> [The request]
Which lines of the records contain the word "white"? Pick out each of them, treating case as significant.

> [Supplied records]
<<<<
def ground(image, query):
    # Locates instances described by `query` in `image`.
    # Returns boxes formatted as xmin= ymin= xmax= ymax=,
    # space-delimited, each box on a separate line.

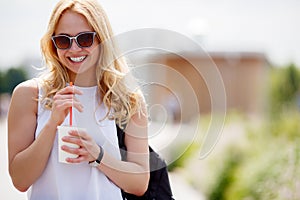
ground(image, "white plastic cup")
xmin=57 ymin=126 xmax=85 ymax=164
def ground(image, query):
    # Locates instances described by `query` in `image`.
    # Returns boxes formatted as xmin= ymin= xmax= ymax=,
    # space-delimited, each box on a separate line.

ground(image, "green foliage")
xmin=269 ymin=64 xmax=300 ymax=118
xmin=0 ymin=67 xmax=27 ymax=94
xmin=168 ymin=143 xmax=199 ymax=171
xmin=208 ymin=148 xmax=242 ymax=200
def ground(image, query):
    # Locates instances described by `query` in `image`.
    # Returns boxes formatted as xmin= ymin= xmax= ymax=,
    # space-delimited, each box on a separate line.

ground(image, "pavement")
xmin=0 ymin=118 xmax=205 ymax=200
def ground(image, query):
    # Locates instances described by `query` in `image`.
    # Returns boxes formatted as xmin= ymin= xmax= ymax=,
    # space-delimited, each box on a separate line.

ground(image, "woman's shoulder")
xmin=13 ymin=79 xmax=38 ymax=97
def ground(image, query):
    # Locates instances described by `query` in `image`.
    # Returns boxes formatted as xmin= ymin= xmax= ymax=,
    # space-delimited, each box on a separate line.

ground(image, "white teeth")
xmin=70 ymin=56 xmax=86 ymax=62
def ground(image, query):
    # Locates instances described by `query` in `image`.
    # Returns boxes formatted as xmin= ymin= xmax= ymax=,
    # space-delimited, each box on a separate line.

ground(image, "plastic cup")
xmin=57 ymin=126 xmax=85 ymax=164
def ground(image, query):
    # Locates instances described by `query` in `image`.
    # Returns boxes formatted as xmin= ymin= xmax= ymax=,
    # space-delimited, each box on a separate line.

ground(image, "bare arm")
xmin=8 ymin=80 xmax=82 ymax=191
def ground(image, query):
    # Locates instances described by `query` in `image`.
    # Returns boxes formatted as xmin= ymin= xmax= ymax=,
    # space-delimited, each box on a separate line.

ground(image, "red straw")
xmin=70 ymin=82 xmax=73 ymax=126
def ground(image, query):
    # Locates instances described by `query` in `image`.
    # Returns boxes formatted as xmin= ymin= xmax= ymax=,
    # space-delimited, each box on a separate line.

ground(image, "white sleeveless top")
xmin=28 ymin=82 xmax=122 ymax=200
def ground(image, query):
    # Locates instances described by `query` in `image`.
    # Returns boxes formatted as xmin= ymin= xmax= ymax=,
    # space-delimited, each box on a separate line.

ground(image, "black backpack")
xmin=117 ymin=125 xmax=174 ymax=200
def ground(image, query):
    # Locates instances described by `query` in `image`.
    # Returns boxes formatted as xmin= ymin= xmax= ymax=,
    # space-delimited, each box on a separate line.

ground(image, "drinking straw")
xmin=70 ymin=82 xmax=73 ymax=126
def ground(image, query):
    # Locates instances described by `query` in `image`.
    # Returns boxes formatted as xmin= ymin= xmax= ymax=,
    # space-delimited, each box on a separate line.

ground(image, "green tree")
>>>>
<<<<
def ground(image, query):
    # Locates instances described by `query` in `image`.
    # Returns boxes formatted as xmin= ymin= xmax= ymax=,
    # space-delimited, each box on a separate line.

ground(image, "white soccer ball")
>>>>
<<<<
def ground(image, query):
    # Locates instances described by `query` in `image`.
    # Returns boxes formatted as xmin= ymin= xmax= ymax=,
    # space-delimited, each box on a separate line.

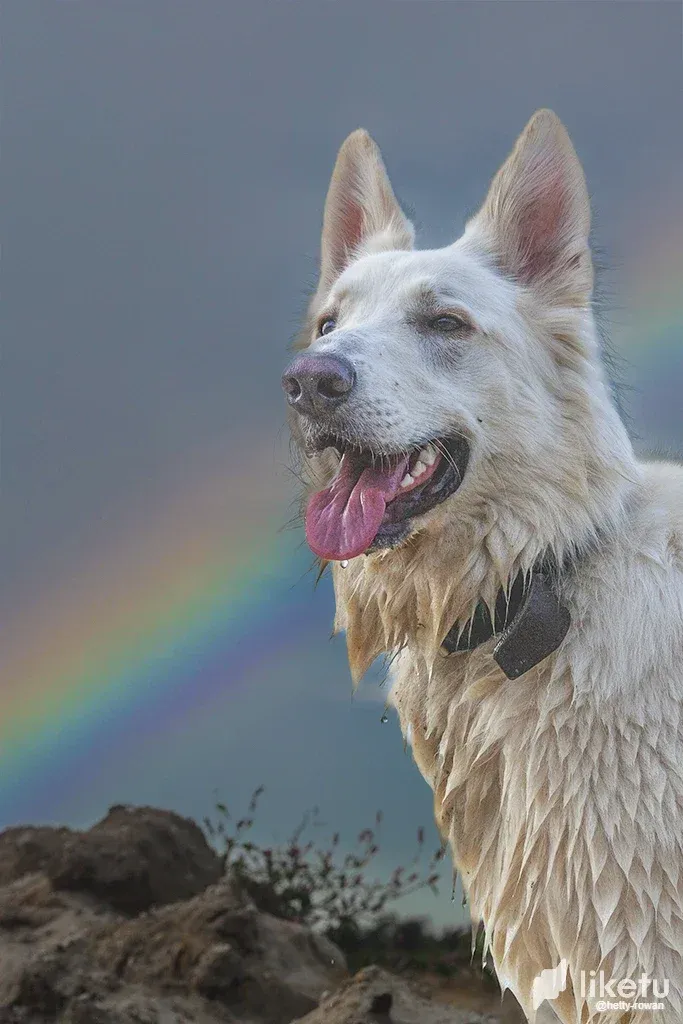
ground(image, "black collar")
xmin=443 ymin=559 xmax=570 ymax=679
>>>>
> [Task output]
ground(image, "white plastic cup")
ground(image, "white teeth")
ground(image, "white sleeveless top")
ground(image, "white soccer ball")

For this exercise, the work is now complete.